■ Given passage:
<<<<
Instead of addressing the root causes of the desperation that drives families and unaccompanied minors to embark on this risky journey, the Trump administration has railed against illegal immigration and drugs while slashing aid to the region. In his first two years, President Donald Trump has cut U.S. funding to Central America, most of which is destined for the Northern Triangle, from nearly $700 million to roughly $530 million. For the coming fiscal year, he is trying to bring this number down to $400 million—less than five percent of what his government has requested to build the border wall with Mexico. None of the $5.8 billion pledged last December by the State Department “to promote institutional reform and development in the Northern Triangle” has ever materialized.
Critics have rightly denounced the cuts as shortsighted and counterproductive. But even with a more accommodating occupant in the White House, it would be unrealistic to expect Congress to provide enough aid to solve the ills of the Northern Triangle. What is needed is a strategy that addresses the origins of the crisis and can be sustained by the region after Washington’s attention turns elsewhere, as it inevitably will.
The good news is that promising solutions already exist. They include popular but incipient domestic initiatives to strengthen porous tax regimes, combat corruption, and use worker remittances from abroad to spur economic growth at home. Washington should use its aid to expand these programs.
The crisis afflicting the Northern Triangle runs deeper than the failures of any single government. Leaders of all political stripes in the region have floundered in the face of criminal gangs, failing education systems, widespread poverty, and natural disasters. Their impotence is above all a consequence of their penury.
Consider the scourge of gang violence. In 2013, when Honduras had the world’s highest murder rate, the country’s attorney general admitted that his office had the resources to investigate only one-fifth of all homicide cases. Even if every single investigation were successful, 80 percent of murders would go unpunished.
>>>>
■ Raw data:
<<<<
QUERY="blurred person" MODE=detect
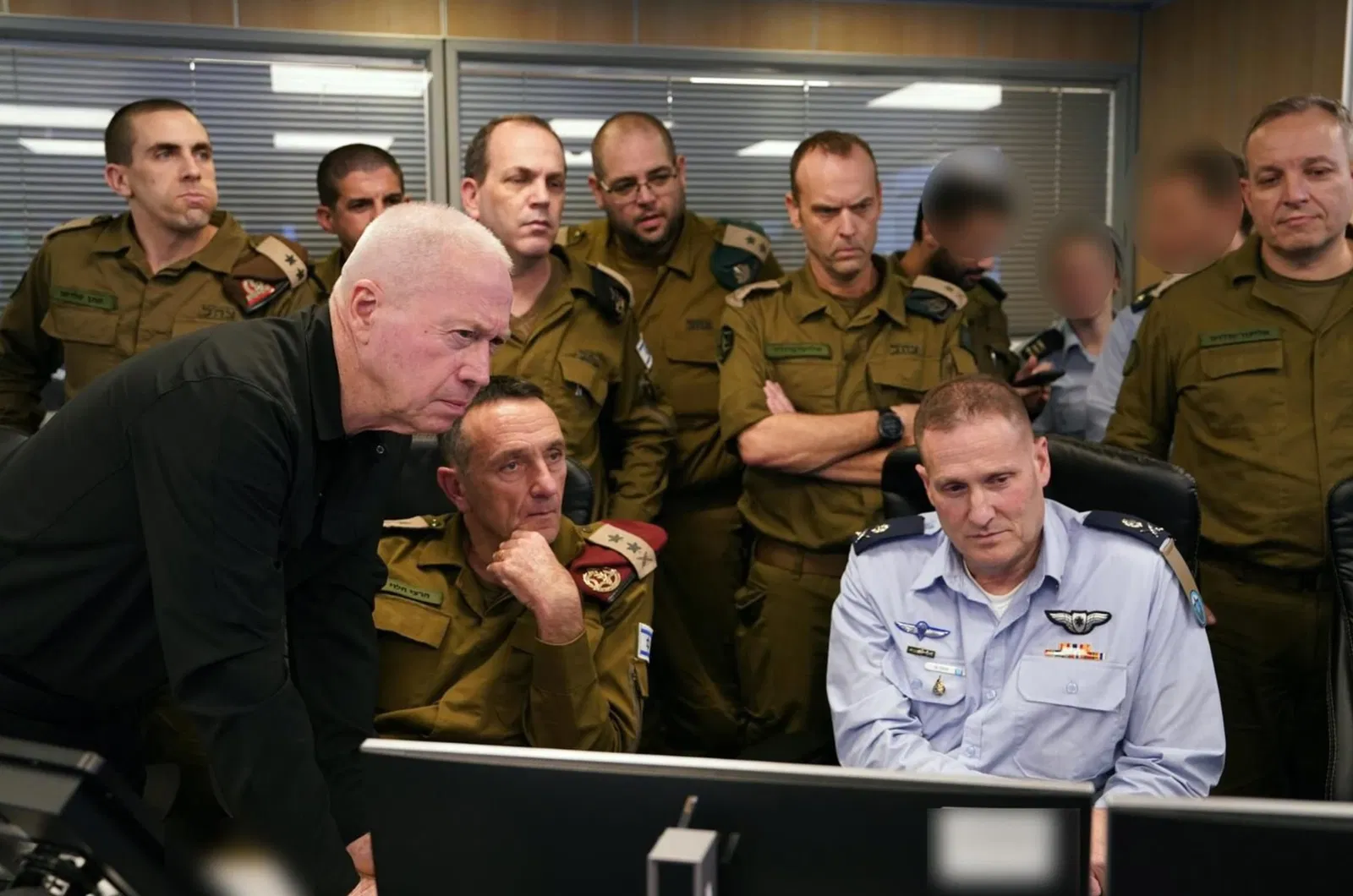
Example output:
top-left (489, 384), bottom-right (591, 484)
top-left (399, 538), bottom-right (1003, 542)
>>>>
■ Problem 1:
Answer these from the passage on aid to the Northern Triangle:
(a) In his first two years, to roughly what amount did President Trump cut U.S. funding to Central America?
(b) In 2013, what share of homicide cases did the Honduran attorney general say his office could investigate?
(c) Which three domestic initiatives does the passage name as promising solutions?
■ Problem 2: Write the next paragraph or two of the passage on aid to the Northern Triangle, picking up right after its final sentence.

■ Task result 1:
(a) Roughly $530 million, down from nearly $700 million.
(b) Only one-fifth.
(c) Strengthening porous tax regimes, combating corruption, and using worker remittances from abroad to spur economic growth at home.

■ Task result 2:
A crime scene in Tegucigalpa, Honduras, June 2018
Edgard Garrido / REUTERS
To provide the essential services that citizens everywhere expect from their governments, Honduras and its neighbors will need to do a better job at funding themselves. At the moment, however, they lack the institutional capacity to do so. Tax evasion is the norm: by some estimates, 70 percent of wage earners in Guatemala and one-third in El Salvador do not pay any personal income tax. Economic elites do not contribute their fair share of taxes either, complaining that whatever they pay will end up in the offshore bank accounts of corrupt politicians. (One wonders why the rich even bother cheating. The average effective tax rate for the richest ten percent is a risible 1.8 percent in Guatemala and 4.1 percent in Honduras.) Value-added tax and corporate tax avoidance are also rampant—sometimes high enough to offset GDP growth altogether.
All this makes for tax collection rates that are among the lowest in the world. Honduras’ tax revenue is a mere 19 percent of GDP; El Salvador’s is 16 percent and Guatemala’s a paltry 10.3 percent. Each country ranks below the Latin American average and falls far short of the OECD standard. (In 2017, the U.S. tax-to-GDP ratio was almost triple that of Guatemala.)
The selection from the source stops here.